== Records for processing ==

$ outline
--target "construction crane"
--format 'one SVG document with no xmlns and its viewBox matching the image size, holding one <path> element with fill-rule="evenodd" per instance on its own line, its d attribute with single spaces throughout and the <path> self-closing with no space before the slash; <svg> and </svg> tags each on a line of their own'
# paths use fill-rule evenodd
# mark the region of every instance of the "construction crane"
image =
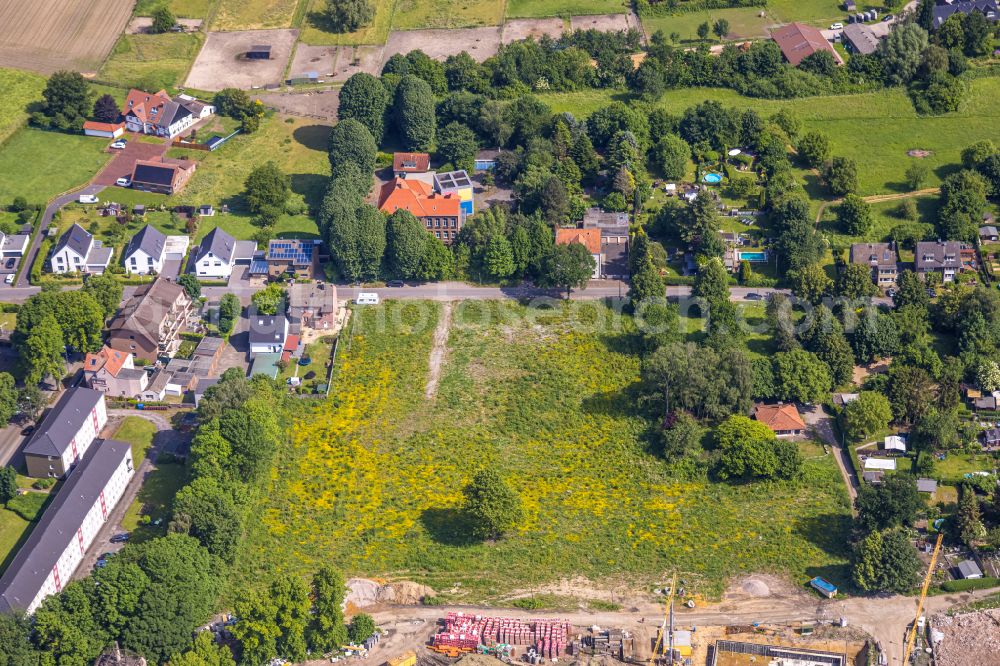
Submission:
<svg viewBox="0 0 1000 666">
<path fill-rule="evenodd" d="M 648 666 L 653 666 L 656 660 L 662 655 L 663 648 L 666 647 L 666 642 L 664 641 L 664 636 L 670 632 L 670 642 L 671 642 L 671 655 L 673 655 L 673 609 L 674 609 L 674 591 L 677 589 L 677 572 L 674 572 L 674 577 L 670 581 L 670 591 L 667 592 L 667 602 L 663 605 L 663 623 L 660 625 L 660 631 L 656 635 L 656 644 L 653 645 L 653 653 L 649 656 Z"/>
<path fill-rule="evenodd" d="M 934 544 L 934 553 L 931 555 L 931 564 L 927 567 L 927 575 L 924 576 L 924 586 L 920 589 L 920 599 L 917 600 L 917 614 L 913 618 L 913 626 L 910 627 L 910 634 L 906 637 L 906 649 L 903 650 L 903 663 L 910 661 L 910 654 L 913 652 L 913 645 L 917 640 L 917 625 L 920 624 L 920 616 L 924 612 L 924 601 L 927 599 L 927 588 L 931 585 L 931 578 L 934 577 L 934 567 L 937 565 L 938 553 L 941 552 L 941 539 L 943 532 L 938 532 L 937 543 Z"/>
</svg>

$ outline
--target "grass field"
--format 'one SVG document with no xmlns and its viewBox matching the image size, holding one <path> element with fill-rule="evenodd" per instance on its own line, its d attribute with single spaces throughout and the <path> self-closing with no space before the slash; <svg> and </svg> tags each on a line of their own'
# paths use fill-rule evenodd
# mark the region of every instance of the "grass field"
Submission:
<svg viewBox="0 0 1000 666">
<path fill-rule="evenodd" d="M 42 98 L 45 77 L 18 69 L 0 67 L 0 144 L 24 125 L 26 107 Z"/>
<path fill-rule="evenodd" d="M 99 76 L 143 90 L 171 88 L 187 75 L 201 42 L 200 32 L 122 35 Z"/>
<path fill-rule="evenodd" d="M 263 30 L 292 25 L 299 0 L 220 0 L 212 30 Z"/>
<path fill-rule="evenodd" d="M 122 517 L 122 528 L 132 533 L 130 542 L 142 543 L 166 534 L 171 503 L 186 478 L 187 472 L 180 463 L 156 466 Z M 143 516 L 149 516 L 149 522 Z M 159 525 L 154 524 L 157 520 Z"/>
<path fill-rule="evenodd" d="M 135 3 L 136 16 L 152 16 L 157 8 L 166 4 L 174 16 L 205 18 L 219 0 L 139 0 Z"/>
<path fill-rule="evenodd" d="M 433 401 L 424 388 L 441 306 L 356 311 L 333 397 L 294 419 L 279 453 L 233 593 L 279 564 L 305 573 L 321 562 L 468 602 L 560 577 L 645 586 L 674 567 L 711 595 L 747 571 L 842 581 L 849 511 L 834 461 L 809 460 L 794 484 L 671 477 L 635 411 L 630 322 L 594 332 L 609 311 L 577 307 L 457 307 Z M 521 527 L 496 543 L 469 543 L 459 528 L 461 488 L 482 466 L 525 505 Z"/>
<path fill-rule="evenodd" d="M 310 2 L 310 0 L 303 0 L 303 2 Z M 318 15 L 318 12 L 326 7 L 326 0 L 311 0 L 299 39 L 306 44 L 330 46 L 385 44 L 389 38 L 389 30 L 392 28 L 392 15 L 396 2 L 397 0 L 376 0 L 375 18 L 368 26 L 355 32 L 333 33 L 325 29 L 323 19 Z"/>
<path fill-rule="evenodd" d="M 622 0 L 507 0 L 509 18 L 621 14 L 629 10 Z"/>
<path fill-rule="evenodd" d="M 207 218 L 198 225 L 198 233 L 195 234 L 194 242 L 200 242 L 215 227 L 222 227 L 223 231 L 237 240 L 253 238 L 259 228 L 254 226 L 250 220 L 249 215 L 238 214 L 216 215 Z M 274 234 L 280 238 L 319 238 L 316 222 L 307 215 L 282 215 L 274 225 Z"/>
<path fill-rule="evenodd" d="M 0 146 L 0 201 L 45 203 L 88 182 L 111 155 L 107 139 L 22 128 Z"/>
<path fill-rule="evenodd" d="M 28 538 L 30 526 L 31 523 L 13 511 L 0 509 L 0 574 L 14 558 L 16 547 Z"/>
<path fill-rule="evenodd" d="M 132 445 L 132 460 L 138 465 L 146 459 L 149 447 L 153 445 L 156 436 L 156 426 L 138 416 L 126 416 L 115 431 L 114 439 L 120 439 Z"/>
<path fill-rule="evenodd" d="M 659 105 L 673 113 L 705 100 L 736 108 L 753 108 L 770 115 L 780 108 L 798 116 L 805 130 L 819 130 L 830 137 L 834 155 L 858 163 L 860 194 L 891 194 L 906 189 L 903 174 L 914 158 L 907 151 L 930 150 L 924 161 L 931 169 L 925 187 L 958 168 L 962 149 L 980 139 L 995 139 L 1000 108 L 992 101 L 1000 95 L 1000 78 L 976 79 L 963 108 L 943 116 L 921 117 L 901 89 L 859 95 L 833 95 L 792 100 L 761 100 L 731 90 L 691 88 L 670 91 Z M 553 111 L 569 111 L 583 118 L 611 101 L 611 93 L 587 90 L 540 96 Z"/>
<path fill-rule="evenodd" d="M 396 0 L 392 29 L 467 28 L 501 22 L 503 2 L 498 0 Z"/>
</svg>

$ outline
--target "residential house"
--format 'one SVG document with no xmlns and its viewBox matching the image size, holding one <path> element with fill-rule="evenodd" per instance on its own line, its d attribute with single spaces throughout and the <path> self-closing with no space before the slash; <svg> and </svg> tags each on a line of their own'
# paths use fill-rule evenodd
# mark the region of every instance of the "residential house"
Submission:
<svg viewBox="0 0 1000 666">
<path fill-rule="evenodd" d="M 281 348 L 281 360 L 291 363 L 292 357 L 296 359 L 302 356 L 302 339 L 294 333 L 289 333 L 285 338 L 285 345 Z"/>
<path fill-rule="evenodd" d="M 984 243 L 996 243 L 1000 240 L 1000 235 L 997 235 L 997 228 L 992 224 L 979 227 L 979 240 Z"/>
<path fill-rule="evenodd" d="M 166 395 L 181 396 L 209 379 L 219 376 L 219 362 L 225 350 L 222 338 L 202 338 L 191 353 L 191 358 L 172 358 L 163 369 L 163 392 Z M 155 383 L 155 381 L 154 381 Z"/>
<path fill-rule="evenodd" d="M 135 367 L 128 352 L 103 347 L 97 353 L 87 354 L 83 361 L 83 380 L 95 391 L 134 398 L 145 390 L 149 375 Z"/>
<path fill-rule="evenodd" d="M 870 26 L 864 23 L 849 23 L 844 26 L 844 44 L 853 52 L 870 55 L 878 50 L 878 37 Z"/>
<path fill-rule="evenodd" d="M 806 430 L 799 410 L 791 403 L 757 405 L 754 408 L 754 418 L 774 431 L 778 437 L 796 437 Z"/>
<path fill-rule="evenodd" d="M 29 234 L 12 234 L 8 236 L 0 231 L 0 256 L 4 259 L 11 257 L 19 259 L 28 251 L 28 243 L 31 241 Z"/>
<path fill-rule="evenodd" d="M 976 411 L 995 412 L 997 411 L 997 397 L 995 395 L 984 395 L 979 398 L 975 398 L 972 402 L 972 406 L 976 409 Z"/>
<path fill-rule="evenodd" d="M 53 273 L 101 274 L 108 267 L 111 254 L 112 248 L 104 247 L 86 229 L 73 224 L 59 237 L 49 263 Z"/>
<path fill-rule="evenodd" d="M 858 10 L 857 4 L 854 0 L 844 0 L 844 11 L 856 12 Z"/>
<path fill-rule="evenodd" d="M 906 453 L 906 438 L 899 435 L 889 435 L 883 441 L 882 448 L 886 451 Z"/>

===

- _Task instructions_
Where the material contains a line with "mark", return that line.

- _Task answer_
# mark the region of every instance of the "construction crane"
# mark the region of every instance of the "grass field"
# mark the region of every instance of the "residential house"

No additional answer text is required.